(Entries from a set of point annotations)
========

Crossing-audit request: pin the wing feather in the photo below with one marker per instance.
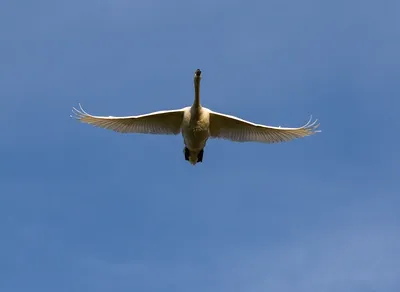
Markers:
(166, 122)
(238, 130)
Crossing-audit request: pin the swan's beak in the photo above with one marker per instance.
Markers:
(197, 74)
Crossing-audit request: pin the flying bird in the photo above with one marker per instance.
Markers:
(196, 124)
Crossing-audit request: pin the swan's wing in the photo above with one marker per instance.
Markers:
(162, 122)
(235, 129)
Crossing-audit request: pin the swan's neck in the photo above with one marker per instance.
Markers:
(196, 103)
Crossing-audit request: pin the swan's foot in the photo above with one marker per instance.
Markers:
(200, 156)
(187, 153)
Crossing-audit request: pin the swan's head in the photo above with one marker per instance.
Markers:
(197, 74)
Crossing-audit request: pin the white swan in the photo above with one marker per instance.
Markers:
(197, 124)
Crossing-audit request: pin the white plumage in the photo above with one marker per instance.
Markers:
(197, 124)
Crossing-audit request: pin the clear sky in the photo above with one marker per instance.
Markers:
(86, 209)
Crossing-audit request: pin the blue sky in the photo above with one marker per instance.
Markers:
(86, 209)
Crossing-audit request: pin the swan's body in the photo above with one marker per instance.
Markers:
(197, 124)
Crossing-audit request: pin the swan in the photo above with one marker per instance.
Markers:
(196, 124)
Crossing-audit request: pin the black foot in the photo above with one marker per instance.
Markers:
(187, 153)
(200, 156)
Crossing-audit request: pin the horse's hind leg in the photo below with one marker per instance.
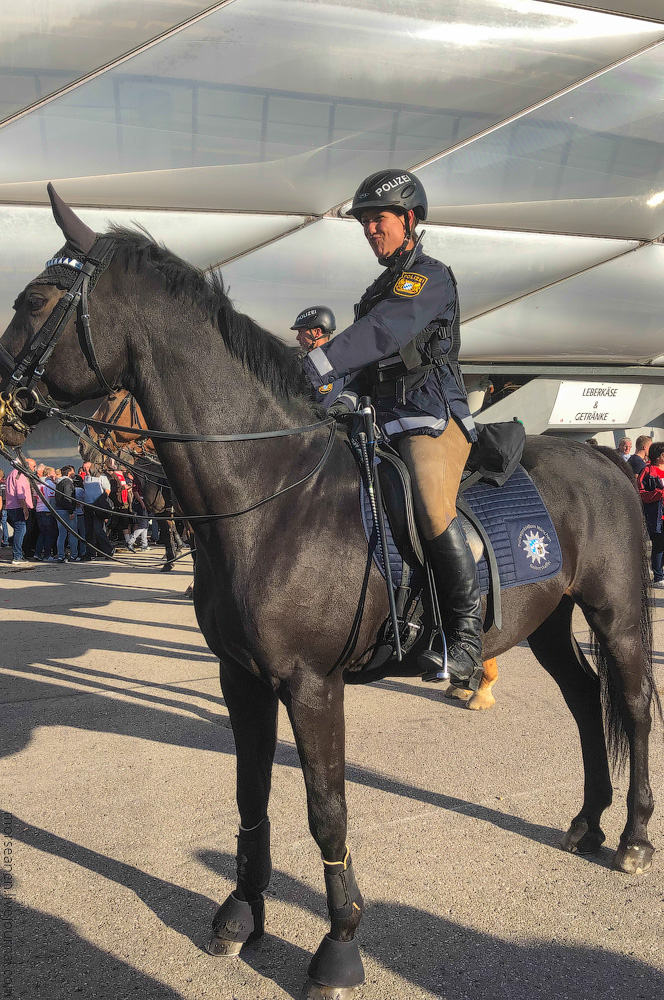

========

Written task = Rewrite all the items above as a numbered list of their lines, skipping any blank lines and leaving the pictures out.

Correct result =
1. Crossing-audit request: pin the wing feather in the photo below with one marker per instance.
2. Markers:
3. (166, 122)
4. (238, 130)
5. Crossing-audit request: pin the swan's beak in the photo above with one marker per instance.
6. Markers:
7. (197, 74)
8. Crossing-audit request: pin the flying bird in the photo above with one marker per instance.
9. Markers:
10. (196, 124)
11. Crossing-audit request: pin the swan's wing in the photo above with one marker per instance.
12. Markers:
13. (162, 122)
14. (235, 129)
15. Crossing-audit request: pin the swan's neck in the photo above with one marker per instance.
16. Markers:
17. (196, 103)
18. Crossing-audit request: pin the swan's foot in the photo above with one marker per instance.
19. Markers:
20. (200, 156)
21. (187, 153)
22. Crossing-audit request: pin the swan's head in the photo above with one marker per instance.
23. Markers:
24. (197, 74)
25. Crossing-audit request: pin the white swan in the photo above with one marker per instance.
26. Markers:
27. (197, 124)
28. Crossing-audit request: pin the white plumage in the photo above with one marker per instance.
29. Markers:
30. (197, 124)
31. Crossing-audit request: pin the clear sky in the photo above with one marker per instance.
32. Markers:
33. (86, 209)
34. Crossing-audit request: pin the blue sky in the photo above with one marker per instance.
35. Markers:
36. (86, 209)
37. Crossing-audit request: pin the swan's body in the photo above with one marker per instance.
38. Markers:
39. (197, 124)
40. Crossing-audit request: pin the swan in the photo above with one marker per instance.
41. Markers:
42. (196, 124)
43. Crossing-audit request: pin the black foot in the photo above with one marker per instance.
44. Markers:
45. (187, 153)
46. (200, 156)
47. Crossing-audit request: pin the horse's hind leg in the photo below with one marker per instance.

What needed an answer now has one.